**Exercise aim**
Starting at the line that contains "Task: Q: Indicate the water", repeat each line exactly until the records end, keeping both the first and the last.
[Opening Dataset extract section]
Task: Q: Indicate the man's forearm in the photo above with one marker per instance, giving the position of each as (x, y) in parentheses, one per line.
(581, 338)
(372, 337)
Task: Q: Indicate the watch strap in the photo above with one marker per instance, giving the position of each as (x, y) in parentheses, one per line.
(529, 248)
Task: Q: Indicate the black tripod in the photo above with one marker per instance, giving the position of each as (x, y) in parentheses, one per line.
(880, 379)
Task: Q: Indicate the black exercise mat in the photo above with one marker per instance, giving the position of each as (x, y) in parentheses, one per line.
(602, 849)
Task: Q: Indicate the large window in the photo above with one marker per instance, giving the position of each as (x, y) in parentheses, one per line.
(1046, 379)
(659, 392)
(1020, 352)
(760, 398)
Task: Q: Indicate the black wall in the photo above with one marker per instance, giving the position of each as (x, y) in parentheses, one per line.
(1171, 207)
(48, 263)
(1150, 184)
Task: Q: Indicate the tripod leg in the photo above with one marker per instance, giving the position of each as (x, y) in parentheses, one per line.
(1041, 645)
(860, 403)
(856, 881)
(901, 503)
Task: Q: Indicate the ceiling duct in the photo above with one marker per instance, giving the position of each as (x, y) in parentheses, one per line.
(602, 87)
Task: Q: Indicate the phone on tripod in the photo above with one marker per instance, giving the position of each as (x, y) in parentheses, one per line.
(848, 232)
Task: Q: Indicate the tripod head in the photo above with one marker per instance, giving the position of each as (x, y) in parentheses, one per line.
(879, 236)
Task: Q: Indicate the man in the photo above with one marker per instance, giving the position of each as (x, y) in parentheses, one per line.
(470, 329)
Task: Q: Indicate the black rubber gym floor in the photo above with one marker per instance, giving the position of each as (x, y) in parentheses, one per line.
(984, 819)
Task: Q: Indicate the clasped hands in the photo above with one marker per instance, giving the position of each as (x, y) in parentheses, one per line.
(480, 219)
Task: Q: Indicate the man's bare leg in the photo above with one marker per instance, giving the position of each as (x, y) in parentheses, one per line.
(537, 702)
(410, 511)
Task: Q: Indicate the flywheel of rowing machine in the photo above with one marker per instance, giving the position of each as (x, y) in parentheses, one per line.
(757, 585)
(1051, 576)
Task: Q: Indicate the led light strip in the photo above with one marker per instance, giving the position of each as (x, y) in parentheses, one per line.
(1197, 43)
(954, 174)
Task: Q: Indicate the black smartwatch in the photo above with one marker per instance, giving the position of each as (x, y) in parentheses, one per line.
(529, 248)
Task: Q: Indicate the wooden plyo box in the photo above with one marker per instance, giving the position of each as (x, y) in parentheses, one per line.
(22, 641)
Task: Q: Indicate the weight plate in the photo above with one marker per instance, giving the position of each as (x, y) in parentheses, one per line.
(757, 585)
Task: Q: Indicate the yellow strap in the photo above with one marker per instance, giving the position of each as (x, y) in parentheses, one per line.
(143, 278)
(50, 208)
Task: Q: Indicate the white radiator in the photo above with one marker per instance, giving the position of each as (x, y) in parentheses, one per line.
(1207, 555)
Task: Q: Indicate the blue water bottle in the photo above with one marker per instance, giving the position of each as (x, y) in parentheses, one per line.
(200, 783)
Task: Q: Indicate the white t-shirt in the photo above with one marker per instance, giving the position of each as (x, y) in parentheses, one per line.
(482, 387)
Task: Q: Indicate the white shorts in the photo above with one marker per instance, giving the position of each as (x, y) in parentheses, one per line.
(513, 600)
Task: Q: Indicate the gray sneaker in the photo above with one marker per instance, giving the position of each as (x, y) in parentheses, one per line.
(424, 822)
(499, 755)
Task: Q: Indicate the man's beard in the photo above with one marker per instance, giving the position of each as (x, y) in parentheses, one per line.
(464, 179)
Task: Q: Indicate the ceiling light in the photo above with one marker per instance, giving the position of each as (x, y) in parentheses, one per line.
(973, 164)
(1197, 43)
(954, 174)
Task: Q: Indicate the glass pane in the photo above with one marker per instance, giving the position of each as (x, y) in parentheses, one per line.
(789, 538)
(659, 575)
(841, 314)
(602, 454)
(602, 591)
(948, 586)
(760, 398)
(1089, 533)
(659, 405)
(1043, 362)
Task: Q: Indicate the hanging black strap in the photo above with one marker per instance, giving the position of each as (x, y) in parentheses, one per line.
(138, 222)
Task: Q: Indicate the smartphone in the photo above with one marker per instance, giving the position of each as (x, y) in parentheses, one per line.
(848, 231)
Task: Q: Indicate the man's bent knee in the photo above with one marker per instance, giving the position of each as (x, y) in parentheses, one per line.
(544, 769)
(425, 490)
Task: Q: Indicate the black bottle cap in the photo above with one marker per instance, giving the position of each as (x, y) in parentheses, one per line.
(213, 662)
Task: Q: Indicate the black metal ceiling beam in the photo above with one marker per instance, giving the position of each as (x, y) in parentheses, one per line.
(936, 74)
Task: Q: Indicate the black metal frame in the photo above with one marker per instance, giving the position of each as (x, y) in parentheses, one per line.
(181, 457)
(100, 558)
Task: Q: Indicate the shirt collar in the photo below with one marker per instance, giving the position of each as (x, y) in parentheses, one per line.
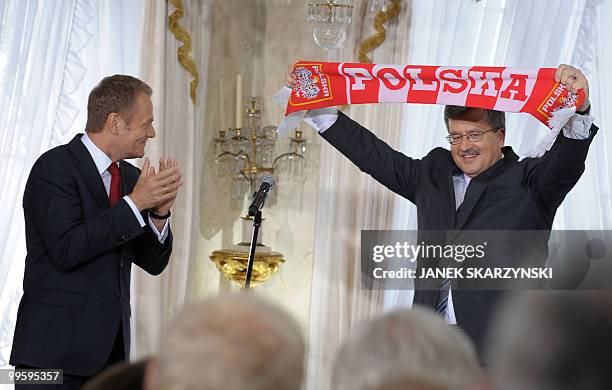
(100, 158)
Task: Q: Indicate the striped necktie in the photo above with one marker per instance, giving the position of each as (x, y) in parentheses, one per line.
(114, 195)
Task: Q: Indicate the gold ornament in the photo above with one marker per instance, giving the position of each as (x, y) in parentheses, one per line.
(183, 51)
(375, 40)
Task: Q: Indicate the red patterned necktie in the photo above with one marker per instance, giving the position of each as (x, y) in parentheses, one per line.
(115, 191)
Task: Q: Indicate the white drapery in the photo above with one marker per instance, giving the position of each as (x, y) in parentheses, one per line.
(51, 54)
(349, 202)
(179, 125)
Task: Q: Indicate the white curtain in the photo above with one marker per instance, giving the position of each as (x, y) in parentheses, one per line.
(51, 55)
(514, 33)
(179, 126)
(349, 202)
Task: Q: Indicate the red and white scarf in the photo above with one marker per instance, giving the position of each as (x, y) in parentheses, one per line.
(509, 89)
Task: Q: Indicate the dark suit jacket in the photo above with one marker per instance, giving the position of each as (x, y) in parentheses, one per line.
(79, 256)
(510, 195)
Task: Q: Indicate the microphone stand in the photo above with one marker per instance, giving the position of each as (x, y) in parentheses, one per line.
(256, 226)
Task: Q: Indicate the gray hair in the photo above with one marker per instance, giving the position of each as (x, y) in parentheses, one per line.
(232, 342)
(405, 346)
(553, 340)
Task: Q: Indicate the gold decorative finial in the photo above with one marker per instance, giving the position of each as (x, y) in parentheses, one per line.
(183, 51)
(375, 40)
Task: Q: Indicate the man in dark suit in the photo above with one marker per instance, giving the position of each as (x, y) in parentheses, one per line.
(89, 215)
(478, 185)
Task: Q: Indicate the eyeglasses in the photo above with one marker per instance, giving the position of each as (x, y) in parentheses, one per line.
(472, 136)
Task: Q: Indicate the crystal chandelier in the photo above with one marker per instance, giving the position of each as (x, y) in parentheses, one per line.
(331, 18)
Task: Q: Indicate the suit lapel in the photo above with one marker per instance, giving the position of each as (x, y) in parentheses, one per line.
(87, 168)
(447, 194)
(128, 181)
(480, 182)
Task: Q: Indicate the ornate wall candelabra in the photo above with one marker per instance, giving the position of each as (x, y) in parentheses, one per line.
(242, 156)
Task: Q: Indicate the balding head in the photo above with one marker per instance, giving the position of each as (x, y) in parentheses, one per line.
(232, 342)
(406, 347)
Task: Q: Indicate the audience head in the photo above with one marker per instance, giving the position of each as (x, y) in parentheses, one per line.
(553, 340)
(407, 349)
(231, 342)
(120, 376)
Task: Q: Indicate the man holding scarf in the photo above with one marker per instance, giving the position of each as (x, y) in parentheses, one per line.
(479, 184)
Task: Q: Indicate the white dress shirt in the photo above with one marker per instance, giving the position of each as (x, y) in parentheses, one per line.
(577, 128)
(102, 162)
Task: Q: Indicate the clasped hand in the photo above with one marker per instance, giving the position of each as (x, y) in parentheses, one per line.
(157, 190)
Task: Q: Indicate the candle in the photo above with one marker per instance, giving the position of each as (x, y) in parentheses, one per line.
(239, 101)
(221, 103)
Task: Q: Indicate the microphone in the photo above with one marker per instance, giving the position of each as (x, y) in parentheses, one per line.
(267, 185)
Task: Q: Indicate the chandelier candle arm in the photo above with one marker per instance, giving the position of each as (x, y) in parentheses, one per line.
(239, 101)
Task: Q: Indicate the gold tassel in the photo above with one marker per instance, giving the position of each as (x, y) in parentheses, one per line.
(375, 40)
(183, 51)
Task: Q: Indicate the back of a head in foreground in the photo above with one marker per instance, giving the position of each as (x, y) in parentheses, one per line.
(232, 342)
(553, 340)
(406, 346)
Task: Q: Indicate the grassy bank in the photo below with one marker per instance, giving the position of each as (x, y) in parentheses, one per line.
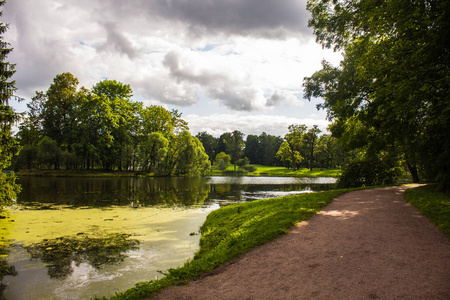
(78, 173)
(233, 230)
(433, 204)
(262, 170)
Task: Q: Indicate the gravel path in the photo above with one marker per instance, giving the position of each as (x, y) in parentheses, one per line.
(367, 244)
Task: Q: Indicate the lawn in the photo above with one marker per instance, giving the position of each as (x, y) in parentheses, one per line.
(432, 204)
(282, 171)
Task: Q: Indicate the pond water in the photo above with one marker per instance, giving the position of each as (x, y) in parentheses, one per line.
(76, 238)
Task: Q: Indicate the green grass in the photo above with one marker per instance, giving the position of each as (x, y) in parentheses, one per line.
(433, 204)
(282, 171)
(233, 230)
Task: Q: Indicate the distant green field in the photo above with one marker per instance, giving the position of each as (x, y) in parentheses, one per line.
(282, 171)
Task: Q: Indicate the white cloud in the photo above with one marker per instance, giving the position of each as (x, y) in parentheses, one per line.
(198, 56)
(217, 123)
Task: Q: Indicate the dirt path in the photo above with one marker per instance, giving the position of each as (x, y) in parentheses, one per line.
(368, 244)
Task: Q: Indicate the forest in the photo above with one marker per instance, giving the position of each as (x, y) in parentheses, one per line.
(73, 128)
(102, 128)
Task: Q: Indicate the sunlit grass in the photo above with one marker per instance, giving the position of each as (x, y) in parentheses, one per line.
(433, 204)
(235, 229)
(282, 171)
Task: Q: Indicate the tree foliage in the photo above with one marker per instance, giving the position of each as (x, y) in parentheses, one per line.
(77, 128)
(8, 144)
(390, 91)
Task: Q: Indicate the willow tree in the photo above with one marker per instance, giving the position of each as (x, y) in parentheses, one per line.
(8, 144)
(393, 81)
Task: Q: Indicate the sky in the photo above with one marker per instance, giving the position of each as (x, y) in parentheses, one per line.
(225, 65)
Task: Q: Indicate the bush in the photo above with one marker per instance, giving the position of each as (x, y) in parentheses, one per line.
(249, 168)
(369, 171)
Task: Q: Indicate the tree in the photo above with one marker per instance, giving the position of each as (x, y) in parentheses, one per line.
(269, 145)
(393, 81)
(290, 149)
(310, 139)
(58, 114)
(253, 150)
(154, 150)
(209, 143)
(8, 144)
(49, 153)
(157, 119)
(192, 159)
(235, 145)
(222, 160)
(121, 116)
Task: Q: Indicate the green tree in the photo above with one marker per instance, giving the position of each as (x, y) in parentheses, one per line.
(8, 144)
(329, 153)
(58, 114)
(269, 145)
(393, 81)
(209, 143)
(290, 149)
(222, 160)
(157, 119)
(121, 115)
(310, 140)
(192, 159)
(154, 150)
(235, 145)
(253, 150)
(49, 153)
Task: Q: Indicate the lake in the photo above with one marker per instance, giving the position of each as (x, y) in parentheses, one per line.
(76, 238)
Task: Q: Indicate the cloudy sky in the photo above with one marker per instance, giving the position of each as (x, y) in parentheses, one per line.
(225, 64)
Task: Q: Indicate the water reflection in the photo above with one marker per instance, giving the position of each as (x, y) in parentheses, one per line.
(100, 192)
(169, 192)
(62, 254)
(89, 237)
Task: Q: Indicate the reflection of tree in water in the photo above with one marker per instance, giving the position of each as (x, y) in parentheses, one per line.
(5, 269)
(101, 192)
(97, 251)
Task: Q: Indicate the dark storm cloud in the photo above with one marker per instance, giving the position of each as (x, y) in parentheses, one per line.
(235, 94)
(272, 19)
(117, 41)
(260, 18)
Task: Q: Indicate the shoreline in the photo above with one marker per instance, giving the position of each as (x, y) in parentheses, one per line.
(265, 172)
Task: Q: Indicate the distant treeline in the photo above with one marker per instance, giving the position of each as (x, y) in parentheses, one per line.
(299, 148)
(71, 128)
[Closing Dataset extract section]
**Task answer**
Task: Q: Indicate the water reflection in the photo above with one marker per instance, giving the position of each as (x, y) in parentheses, one per line.
(100, 192)
(169, 192)
(62, 254)
(89, 237)
Task: Q: Indicate the reflection of tree in water in the photo above with one marker per instance, giving the position of each as (x, y) in parentheses, one per line.
(5, 269)
(101, 192)
(97, 251)
Task: Q: Indicate the dark storm cloud in the photo above with one marker per instance, giving the position of each as (x, y) in parentheses, one per line.
(235, 94)
(272, 19)
(117, 41)
(260, 18)
Task: Q: Indicate the shoreline in the photo above with one marker per instance, giving the position of each as (x, y) in parentheses, one per line.
(265, 172)
Task: Q: Indicate the distant treeline in the photo above with one marker per instance, giving the position of each as (x, y) in parentheses, one per line.
(299, 148)
(71, 128)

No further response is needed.